What you need to do
Look through the records below and collect all lines that hold the string "stripe".

Records shown
────────────────────────────────────────
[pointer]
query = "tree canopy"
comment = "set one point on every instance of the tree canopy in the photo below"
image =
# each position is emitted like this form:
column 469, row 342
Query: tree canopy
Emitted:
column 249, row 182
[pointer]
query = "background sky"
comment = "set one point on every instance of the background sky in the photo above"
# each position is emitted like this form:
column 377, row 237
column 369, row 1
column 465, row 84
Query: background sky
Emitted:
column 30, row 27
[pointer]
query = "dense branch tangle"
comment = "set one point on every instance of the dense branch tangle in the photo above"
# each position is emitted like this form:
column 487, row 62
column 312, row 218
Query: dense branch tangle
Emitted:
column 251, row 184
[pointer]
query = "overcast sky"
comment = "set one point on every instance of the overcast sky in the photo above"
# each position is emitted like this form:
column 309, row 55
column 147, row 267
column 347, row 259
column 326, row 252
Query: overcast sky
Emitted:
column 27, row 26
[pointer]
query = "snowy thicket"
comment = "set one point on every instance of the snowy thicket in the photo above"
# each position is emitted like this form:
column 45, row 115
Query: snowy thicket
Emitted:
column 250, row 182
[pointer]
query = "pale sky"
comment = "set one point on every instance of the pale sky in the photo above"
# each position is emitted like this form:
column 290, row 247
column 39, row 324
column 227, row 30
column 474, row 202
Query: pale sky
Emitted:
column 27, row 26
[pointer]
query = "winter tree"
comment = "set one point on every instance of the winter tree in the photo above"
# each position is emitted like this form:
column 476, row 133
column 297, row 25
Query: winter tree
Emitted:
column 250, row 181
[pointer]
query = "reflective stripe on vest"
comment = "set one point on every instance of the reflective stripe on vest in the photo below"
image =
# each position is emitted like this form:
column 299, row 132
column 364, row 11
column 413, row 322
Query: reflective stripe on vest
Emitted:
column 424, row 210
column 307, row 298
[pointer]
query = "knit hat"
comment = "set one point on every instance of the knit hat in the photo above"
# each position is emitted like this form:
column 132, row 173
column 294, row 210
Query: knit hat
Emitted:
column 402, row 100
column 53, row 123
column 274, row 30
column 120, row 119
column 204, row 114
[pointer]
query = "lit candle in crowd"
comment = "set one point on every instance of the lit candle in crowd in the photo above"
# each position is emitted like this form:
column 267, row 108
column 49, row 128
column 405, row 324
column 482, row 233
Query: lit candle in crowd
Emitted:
────────────────────────────────────────
Written response
query = "reflective stripe on vest"
comment = "set one point on every instance of the reflective stripe on vest in the photo below"
Query: reflective stripe on vest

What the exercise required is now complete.